Each entry below should be given again exactly; the pictures stay out.

________________

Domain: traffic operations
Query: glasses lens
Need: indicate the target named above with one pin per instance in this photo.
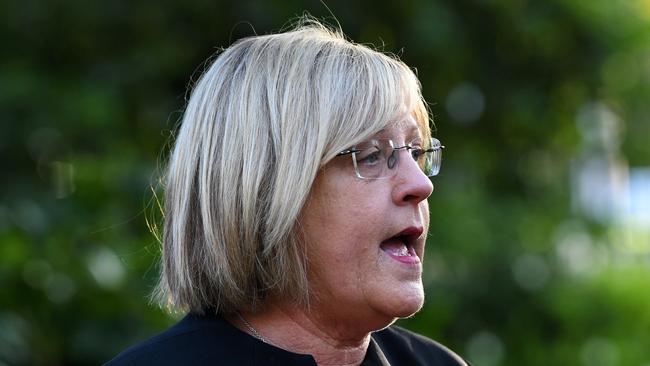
(379, 158)
(375, 159)
(433, 159)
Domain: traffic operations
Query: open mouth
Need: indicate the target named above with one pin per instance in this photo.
(402, 246)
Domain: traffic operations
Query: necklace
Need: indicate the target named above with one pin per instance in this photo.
(253, 331)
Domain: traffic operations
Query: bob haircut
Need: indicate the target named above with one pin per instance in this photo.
(259, 124)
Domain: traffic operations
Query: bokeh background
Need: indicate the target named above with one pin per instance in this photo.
(539, 251)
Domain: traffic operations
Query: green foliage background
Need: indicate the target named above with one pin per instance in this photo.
(516, 273)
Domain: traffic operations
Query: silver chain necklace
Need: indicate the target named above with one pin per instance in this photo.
(253, 331)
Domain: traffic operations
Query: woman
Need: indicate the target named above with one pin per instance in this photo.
(296, 211)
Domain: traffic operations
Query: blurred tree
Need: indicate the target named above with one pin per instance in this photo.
(518, 269)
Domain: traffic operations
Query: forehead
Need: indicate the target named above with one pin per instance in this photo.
(405, 127)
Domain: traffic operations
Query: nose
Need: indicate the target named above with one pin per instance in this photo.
(412, 186)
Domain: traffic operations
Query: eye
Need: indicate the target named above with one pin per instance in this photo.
(416, 152)
(369, 157)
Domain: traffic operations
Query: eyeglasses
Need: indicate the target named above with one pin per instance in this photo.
(379, 158)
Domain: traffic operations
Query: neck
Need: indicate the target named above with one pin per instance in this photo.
(306, 332)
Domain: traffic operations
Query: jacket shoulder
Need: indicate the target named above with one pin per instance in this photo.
(402, 346)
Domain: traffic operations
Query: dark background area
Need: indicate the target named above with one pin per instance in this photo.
(539, 244)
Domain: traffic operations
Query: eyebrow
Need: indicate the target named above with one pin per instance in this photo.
(409, 131)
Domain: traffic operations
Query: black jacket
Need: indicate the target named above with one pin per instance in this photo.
(211, 340)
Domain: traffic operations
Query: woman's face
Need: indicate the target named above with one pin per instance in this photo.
(365, 238)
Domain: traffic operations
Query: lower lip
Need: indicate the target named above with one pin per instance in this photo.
(406, 259)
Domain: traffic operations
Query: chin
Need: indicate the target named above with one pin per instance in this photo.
(405, 304)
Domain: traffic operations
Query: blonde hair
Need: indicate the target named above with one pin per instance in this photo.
(260, 123)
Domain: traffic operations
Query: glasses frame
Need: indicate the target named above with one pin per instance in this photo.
(434, 154)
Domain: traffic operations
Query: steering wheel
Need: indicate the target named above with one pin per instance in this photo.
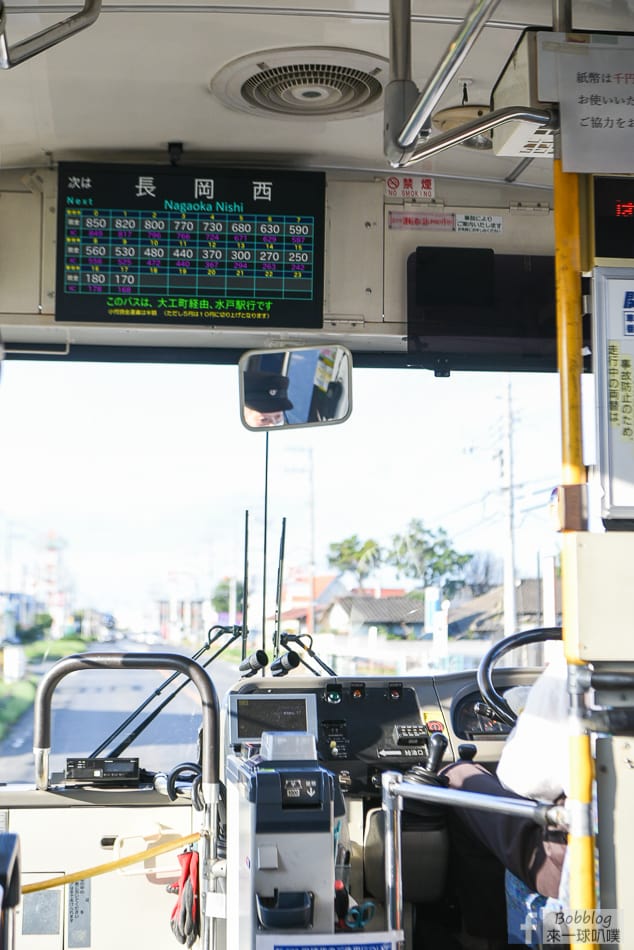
(485, 671)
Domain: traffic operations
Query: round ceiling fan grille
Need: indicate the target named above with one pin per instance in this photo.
(303, 83)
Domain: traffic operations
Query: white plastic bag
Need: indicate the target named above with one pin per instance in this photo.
(534, 761)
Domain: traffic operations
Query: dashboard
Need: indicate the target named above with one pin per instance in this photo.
(364, 727)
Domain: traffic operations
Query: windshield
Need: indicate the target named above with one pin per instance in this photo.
(129, 490)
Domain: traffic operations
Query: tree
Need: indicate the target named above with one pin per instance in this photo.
(427, 556)
(361, 558)
(221, 596)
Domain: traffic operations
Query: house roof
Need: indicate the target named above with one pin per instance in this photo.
(485, 613)
(365, 609)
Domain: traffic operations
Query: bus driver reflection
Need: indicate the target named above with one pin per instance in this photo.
(265, 399)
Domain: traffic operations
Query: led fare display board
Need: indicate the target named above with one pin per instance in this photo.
(197, 246)
(614, 217)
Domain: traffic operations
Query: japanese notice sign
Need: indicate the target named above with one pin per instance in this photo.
(592, 78)
(614, 382)
(196, 246)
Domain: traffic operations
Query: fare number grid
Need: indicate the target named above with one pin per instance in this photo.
(132, 252)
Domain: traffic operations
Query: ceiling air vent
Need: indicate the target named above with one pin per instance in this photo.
(314, 82)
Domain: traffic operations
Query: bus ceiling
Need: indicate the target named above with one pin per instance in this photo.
(470, 183)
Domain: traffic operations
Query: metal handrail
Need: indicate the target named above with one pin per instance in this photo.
(13, 55)
(130, 661)
(395, 789)
(490, 120)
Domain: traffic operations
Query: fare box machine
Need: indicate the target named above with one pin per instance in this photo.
(599, 603)
(285, 815)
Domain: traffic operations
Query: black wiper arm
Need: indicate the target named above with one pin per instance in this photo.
(233, 632)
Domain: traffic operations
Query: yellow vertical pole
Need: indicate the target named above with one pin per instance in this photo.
(570, 360)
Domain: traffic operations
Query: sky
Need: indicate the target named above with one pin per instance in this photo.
(144, 474)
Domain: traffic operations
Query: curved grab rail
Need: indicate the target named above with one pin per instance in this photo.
(130, 661)
(51, 36)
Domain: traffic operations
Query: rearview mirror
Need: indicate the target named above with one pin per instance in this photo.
(293, 388)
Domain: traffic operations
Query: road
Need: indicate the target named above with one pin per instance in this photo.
(89, 705)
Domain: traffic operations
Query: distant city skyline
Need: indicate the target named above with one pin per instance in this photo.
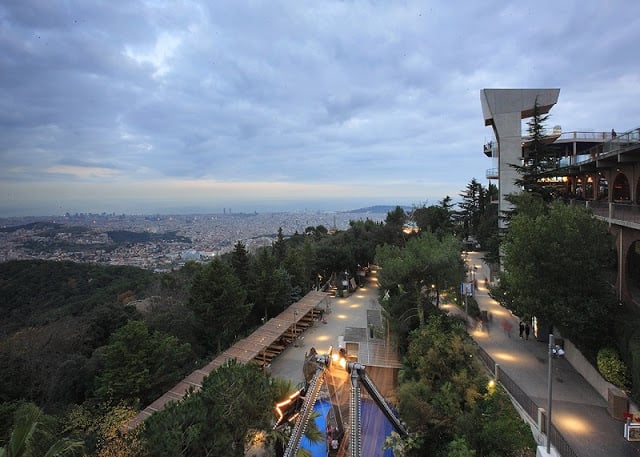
(158, 107)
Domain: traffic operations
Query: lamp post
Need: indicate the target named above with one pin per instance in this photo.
(549, 392)
(552, 351)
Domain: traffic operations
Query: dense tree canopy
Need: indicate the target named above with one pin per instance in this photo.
(447, 402)
(140, 364)
(235, 401)
(216, 292)
(426, 264)
(553, 263)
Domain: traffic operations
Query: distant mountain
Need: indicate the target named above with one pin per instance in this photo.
(379, 209)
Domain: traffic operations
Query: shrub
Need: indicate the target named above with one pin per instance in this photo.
(612, 368)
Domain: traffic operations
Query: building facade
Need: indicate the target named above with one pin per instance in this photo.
(600, 170)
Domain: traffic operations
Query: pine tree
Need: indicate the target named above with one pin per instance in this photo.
(538, 157)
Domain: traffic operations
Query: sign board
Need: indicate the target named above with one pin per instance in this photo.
(466, 288)
(632, 431)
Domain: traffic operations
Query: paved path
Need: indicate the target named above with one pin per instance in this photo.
(578, 411)
(345, 312)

________________

● Response to this exercise:
Domain: traffic operations
Query: glasses lens
Need: indicate the target named above with one pin per instance in this photo.
(379, 158)
(375, 159)
(433, 159)
Domain: traffic operations
Query: open mouth
Need: indicate the target named above with one pin per instance in this photo.
(402, 246)
Domain: traffic operations
Query: necklace
Need: indicate the target named above with one pin per instance in this photo.
(253, 331)
Domain: traffic operations
Query: bob haircut
Need: indicate the target named above with one pin per instance in this photo.
(259, 124)
Domain: traffic operations
Query: bokeh background
Need: indicate the target named above with one pin per instance in this photo.
(539, 251)
Domain: traffic operations
Query: green foliage background
Need: indicate the target named above with one pin per instance in this photo.
(516, 273)
Domain: traffic operations
Query: silver chain necklace
Need: indicate the target named above with one pin per instance in this photo.
(253, 331)
Domain: traffic operations
Query: woman
Need: indicate the target named above with one pin per instance in this photo.
(296, 211)
Domain: traffic operations
Query: blurred tree
Need: indicate the target named above with one pin per instance in this photo.
(518, 269)
Domain: traffic operations
Query: forehead
Need: indicate the target named above with one pin per instance in this photo.
(405, 127)
Domain: traffic operations
Query: nose
Need: indicate the target named above with one pin per instance in this photo.
(412, 186)
Domain: traffic operations
Query: eye
Need: indicate the target named above with one pin per instance in this photo.
(416, 152)
(369, 157)
Domain: traffic operations
Query: eyeglasses
Need: indicate the target named above with one pin per instance in this photo.
(379, 158)
Domain: traffic operations
Query: neck
Need: indicate the target named above with one pin per instance in this photo.
(306, 332)
Domain: traffic operations
Query: jacket shoulder
Need: indicate the target named above with one pin per instance in this photo.
(402, 346)
Domain: traffic operations
Query: dark background area
Need: indicate the target named above with one pin per instance in this photo.
(539, 244)
Domain: traffic operations
Query: eyebrow
Need: indicate the target named above with one pin per instance in this photo.
(409, 131)
Domain: traffic operations
Query: black jacket
Need: indicate the target named above with one pin per instance in this photo.
(211, 340)
Domain: traffic operations
Query: woman's face
Need: indicate the target named above with one pin per instance in this photo.
(365, 238)
Domain: traffic operations
Query: lower lip
Need: indicate the target named above with one pin per instance in this photo.
(406, 259)
Domain: traffic operations
Query: chin
Need: indicate the target named above with one pin per instance in this photo.
(405, 304)
Domain: traffic operations
Query: blonde hair
Need: indicate the target named above with one pin per instance in this photo.
(260, 123)
Domain: traffic operations
Query: glasses frame
Need: indicate the target named above with one pin per instance in this photo.
(434, 154)
Domain: traffic operations
Query: steering wheel
Need: indicate the target named above with one pin per instance in this photo.
(485, 671)
Domain: traffic operations
Query: round ceiling fan grille
Need: indicate the target named above with one pin per instance in this photo.
(303, 83)
Domain: traffic operations
Query: white plastic bag
Need: indicate the target named above with one pin per instance in this photo.
(534, 761)
Domain: traffic operations
Query: dashboard
Need: indicate the target named above with one pin per instance in this photo.
(364, 727)
Domain: traffic operations
Query: windshield
Need: indicate the target named above with one pin per instance in this photo.
(129, 490)
Domain: traffic operations
Query: tree
Need: indicate the target named above with one pin per instance in this photo.
(427, 556)
(361, 558)
(221, 596)
Domain: traffic operations
Query: house roof
Need: indicate the target named above with one pin per instance in this photo.
(485, 613)
(365, 609)
Domain: traffic operations
Query: bus driver reflection
Need: indicate the target named above with one pin per instance in this photo.
(265, 399)
Domain: traffic operations
Query: led fare display board
Need: indicate the target named above with one pin per instance in this photo.
(197, 246)
(614, 217)
Domain: traffic operations
Query: japanese notice sign
Need: indicate the target named above with one pin per instance in this photo.
(592, 78)
(614, 382)
(196, 246)
Domain: traffic operations
Query: fare number grid
Need: indicate the target named above with one pin per instance in this photo.
(132, 252)
Domain: traffic operations
Query: ceiling air vent
Need: indicate the target named above with one pin per instance in this photo.
(314, 82)
Domain: traffic operations
Query: bus ceiling
Need: indicate the target named above with one pin per instance in this photo.
(470, 183)
Domain: traffic operations
Query: metal handrail
Need: indicate the target named above with one pin per instance in this photo.
(13, 55)
(130, 661)
(395, 789)
(490, 120)
Domain: traffic operations
Query: fare box machine
Need: indicate the target named above with one pin per instance in this photo.
(599, 603)
(285, 815)
Domain: traffic operations
Query: black wiper arm
Need: indicate the target named above with one pin per instance in this photo.
(233, 632)
Domain: traffic operations
Query: yellow vertical pole
Need: indicate the target named above with one pin per instance in this photo.
(570, 360)
Domain: traffic operations
Query: sky
Need: indicate the target named above with one pin per instance in this photo.
(144, 474)
Domain: traffic operations
Query: curved grab rail
Need: indicate the target named above with one pin per instance in this photo.
(130, 661)
(51, 36)
Domain: traffic operations
Query: rearview mirror
Need: indicate the target named above with one pin per instance in this photo.
(293, 388)
Domain: traffic operations
Query: road
Need: indicate the target named above with one pin per instance in this photo.
(89, 705)
Domain: traffic operations
Query: distant city skyline
Need: indicate the target named above with one pin per instance in this photo.
(158, 107)
Domain: traffic operations
Query: lamp post
Need: indicate the target named above with one pin per instance in this photo.
(549, 392)
(552, 351)
Domain: traffic operations
Query: dense tree canopy
Need: indicate the target named above with one pin per instance in this photo.
(447, 402)
(140, 364)
(235, 401)
(216, 292)
(426, 264)
(553, 263)
Domain: traffic operations
Query: distant mountain
Need: indicate the target named above with one pin per instance in this photo.
(379, 209)
Domain: traffic operations
Query: shrub
Need: indicate the target named above with one pin per instance in this photo.
(612, 368)
Domain: traffic operations
Query: building facade
Need: indicate the target named above with one pin per instance in this photo.
(600, 170)
Domain: traffic operations
Query: pine tree
Need: indicate the target named above with one pin per instance in this photo.
(538, 157)
Domain: traffic operations
Query: sign board
Need: indicate the target named above with one pin per instance in this photo.
(466, 288)
(632, 431)
Domain: traffic operations
Query: paved path
Need: indicate the target named above with one pin per instance in this photo.
(578, 411)
(345, 312)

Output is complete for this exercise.